Okuma Metni:
== == ==

Fizik uzay, zaman, madde ve enerji arasındaki ilişkileri inceleyen bilim dalı. Fizik bilimi evrendeki mikro âlemden makro âleme kadar inanılmaz geniş bir çalışma alanına sahip. Mekanik; hareket, kuvvet ve denge ile ilgileniyor. Hem gözleme hem de deneye dayanıyor. Bu arada “karşıolgusal” denilen bir düşünce biçimi fizikçiler için önemli. Karşıolgusallık “gerçekleşmemiş bir olayın veya durumun nasıl olabileceğini hayal etmeye dayanan düşünce deneyleri” olarak tanımlanıyor. Mevcut durum farklı fiziksel koşullarda nasıl değişebilir? Değişmesi mümkün mü? Buna yanıt aranıyor. Aslında bu düşünce biçimi birçok bilimsel alanda da aynı şekilde kurgulanıyormuş, mesela: eğer hastanın tedavisine daha önce başlansaydı, daha uzun yaşar mıydı? Ya da merkez bankası faiz oranlarını arttırmasaydı, enflasyon artar mıydı? …

Bana bunları yazdıran Chiara Marletto’nun The Science Of Can and Can’t – The Physicist’s Journey Through the Land Of Counterfactuals isimli kitabı (Bilim Ne Yapabilir Ne yapamaz- Fizikbilimcinin Karşıolgusallık Dünyasında Yolculuğu), geleneksel fizik anlayışını aşarak karşıolgusal düşünceleri fiziğe dahil etmenin evrenin gerçeklerini daha iyi anlamamıza yardımcı olacağı hakkında.

== == ==

Veri Kümesi Kayıtları:
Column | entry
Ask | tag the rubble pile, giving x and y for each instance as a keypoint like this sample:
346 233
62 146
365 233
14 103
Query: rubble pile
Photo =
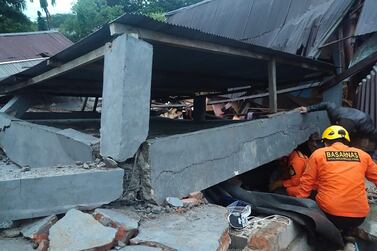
192 225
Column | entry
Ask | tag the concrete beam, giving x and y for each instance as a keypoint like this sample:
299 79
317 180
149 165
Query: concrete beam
180 164
55 190
126 97
37 146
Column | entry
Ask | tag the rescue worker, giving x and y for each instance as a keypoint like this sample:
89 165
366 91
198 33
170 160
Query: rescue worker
338 172
356 122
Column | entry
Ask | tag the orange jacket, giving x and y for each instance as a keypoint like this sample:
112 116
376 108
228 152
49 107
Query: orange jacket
296 163
339 172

== == ==

Yapılacak İşler:
1. Fizik ve karşıolgusallık konulu okuma metnine göre aşağıdaki (a), (b), (c) ifadelerinin her birinin metinle uyuşup uyuşmadığını evet veya hayır ile belirtin ve karara dayanak olan ifadeyi metinden aynen alıntılayın.
(a) Mekanik; hareket, kuvvet ve denge ile ilgilenir.
(b) Fizik yalnızca deneye dayanır.
(c) Chiara Marletto'nun kitabı, geleneksel fizik anlayışının olduğu gibi korunması gerektiğini savunur.
2. Fizik ve karşıolgusallık konulu okuma metnini son cümlesinden sonra sürdürün.

Görev Çıktıları:
1.
(a) Evet: “Mekanik; hareket, kuvvet ve denge ile ilgileniyor.”
(b) Hayır: “Hem gözleme hem de deneye dayanıyor.”
(c) Hayır: “geleneksel fizik anlayışını aşarak karşıolgusal düşünceleri fiziğe dahil etmenin evrenin gerçeklerini daha iyi anlamamıza yardımcı olacağı hakkında”

2.
Teorik fizikçi Chiara Marletto’nun bakış açısı ve sunduğu fikirler, insanlık için büyük keşiflerin kapılarını aralayabilecek potansiyele sahip. Marletto’nun karşıolgular dünyasında, bilgi ve termodinamik yasaları gibi temel fiziksel kavramlar farklı bir perspektiften ele alınıyor. Onun bu yaklaşımı, fiziksel gerçekliğe yeni bir pencere açarak bilim dünyasında son yıllarda derin yankılar uyandırmış. Ancak, bu düşüncelerin modern fizik içindeki yerini daha iyi kavrayabilmek için bir başka öncü isim olan Amerikalı astro fizikçi Michio Kaku’yu da kulak vermek gerekiyor. Kaku’nun çalışmaları da tıpkı Marletto gibi, evrenin sırlarını çözme arayışında şimdiki sınırlarımızı zorluyor.

Bu yeni ifade biçimlerinin, hepimizin dünyayı anlama şeklini değiştirme ölçeğine sahip olduğunu düşünüyorum.

Geçmişi analiz ettiğimiz ve günümüzü dikkatle gözlediğimizde, fizik alanında son on yılda olağanüstü gelişmeler yaşandığını görüyoruz.

Kaku’nun süper sicim teorisi ve çok boyutlu evren anlayışıyla Marletto’nun karşıolgusal dünyasını anlamaya çalışalım mı?

İngiliz fizik profesörü David Deutsch, Marletto’nun kitabını karşıolgusal dünyanın anlaşılması için rasyonel, dönüştürücü güce sahip ve insancıl olarak tanımlamış. Ancak bunu anlamak için öncelikle karşıolgusal kavramının ne olduğuna baktım.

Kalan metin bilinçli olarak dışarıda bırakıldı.